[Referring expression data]
####
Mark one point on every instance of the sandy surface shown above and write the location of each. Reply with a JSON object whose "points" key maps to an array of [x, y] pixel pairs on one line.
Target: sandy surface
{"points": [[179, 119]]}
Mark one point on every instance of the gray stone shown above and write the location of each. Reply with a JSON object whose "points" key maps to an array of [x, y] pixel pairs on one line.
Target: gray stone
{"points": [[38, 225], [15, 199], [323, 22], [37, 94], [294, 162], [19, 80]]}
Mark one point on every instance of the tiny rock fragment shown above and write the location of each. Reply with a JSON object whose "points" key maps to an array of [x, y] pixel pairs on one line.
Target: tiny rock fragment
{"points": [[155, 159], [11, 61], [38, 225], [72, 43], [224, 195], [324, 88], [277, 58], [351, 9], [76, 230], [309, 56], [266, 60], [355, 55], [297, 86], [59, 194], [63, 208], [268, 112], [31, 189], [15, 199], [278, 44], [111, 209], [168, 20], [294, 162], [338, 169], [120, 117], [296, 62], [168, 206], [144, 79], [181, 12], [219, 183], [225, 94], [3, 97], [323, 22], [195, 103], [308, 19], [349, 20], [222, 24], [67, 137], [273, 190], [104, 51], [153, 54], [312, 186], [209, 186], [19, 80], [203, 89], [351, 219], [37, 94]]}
####
- **Problem**
Return the entries above unchanged, starting at the first line and stopping after the line with "Mark one point on every instance of the tiny".

- **Result of the exercise**
Mark one point on every instance of the sandy surface shown above and write the location of each. Reply with a JSON object whose "points" key maps to an array of [x, y] pixel pairs on one line.
Target: sandy surface
{"points": [[179, 119]]}
Mark one point on every instance of the gray stone shown above and write the location of each. Reply with a JSON object whose "points" key maps to an array of [x, y] pixel pairs on one line.
Target: gray stone
{"points": [[38, 225], [15, 199], [323, 22], [37, 94], [294, 162], [19, 80]]}
Mark one point on every instance of the tiny rock fragment shown above and write the location of each. Reply with a JSON object whose "points" key maps to an array of [x, y] pixel pairs on one line.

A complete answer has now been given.